Quantos braços cabem num abraço?

Quem me conhece sabe que eu sou devagar.

Devagar no falar, no agir e também no pintar.

Gosto de depurar uma obra ao longo de um tempo, às vezes longo. Se a obra é de grande formato, aí então…

Para mim o compromisso deve ser com a obra e não com a produção.

Essa é a questão.

Há mais de um ano atrás eu comecei uma pintura de grande formato.

o início da obra
Odilon Cavalcanti começando a pintura do quadro “O Abraço” em 2016.

Tinha uma encomenda sem prazo a se confirmar, com adiantamento prévio e uma ideia prévia na cabeça: ao contrário do meu habitual processo de não premeditar o que pinto, pintar à partir de uma imagem pré determinada.

No caso, uma representação bidimensional de uma escultura que eu criara há muitos anos,  intitulada “o abraço” que tinha a característica peculiar de ser um objeto tópico criado a partir de um determinado recorte na superfície plana de um suporte bidimensional retangular que é tencionado e, por encaixe se auto sustém no espaço. O ”O abraço” tinha sido criado, inclusive, para ser uma escultura passível de ser enviada por internet e impressa em qualquer impressora normal, jato de tinta ou laser e depois recortada  montada pelo destinatário, muito antes de se pensar em impressora 3D…

Voltando ao quadro, minha ideia era devolver o “abraço” escultura para a representação plana da pintura e assim fechar um ciclo de criação, reintegrando-a a minha expressão principal que é a pintura.

Estava neste processo quando recebemos em nossa casa/atelier a visita de minha filha  do meio  e sua família,marido e filha, minha netinha linda a Iolanda, que estava completando 4 anos por aqueles dias.

Pensando em entusiasmá-la com a arte, já nos últimos dias da visita convidei Iolanda para pintar comigo a obra que estava então, apenas delineada e com umas poucas  áreas já começadas a serem preenchidas com cor.

detalhe da obra "O Abraço" de Odilon Cavalcanti.
detalhe pintado pela neta do artista

Apresentei a ela o pastel e expliquei como usar este material fundamental no meu processo de trabalho e que, por ser utilizado em barras como giz e ser um material seco, permitir uma abordagem rápida (é sabido que a atenção da criança pela novidade dura mais o menos em minutos, o quanto ela tem de idade…)

Vesti meu avental, a mãe dela, minha filha Nara adaptou um avental nela e partimos para a ação, ela desenhando com pastel e fixando o registro com médium acrílico incolor, enquanto a avó coruja registrava a cena para a eternidade.

Nascia uma estrela no universo da arte. Veja o vídeo.

- [O QUE FAZER]
• A. Segundo o texto sobre o quadro “O Abraço”, por que o pastel permitia uma abordagem rápida com a neta? Responda em uma a três frases.
• B. Reproduza palavra por palavra o trecho do texto sobre o quadro “O Abraço” entre “detalhe pintado pela” e “tem de idade…)”, inclusive.

- [Entradas sobre a localização de coisas nomeadas]
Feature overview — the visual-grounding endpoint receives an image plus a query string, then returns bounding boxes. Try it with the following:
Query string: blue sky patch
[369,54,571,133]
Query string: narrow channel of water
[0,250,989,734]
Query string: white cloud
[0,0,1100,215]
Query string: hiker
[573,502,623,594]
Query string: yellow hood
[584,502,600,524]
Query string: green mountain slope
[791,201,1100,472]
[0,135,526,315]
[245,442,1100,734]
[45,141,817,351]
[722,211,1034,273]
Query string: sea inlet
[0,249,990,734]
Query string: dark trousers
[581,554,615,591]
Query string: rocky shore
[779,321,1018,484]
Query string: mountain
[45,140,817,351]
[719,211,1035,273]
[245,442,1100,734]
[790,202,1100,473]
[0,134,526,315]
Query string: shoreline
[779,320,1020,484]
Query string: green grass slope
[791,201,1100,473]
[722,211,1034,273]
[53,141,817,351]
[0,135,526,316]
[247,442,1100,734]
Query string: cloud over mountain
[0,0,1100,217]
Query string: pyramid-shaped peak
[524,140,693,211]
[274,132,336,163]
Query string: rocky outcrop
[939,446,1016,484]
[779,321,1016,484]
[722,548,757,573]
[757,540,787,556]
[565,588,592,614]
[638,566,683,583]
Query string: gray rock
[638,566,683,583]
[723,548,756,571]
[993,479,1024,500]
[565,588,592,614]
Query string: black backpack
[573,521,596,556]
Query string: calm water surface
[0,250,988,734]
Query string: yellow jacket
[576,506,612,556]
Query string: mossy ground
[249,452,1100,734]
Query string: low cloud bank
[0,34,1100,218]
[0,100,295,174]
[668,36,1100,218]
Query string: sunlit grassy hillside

- [EXERCÍCIO RESOLVIDO]
• A. Porque o pastel é usado em barras, como giz, e é um material seco, o que permite trabalhar depressa. Isso convinha porque, segundo o texto, a atenção de uma criança pela novidade dura mais ou menos tantos minutos quanto a idade dela.

• B.
detalhe pintado pela neta do artista

Apresentei a ela o pastel e expliquei como usar este material fundamental no meu processo de trabalho e que, por ser utilizado em barras como giz e ser um material seco, permitir uma abordagem rápida (é sabido que a atenção da criança pela novidade dura mais o menos em minutos, o quanto ela tem de idade…)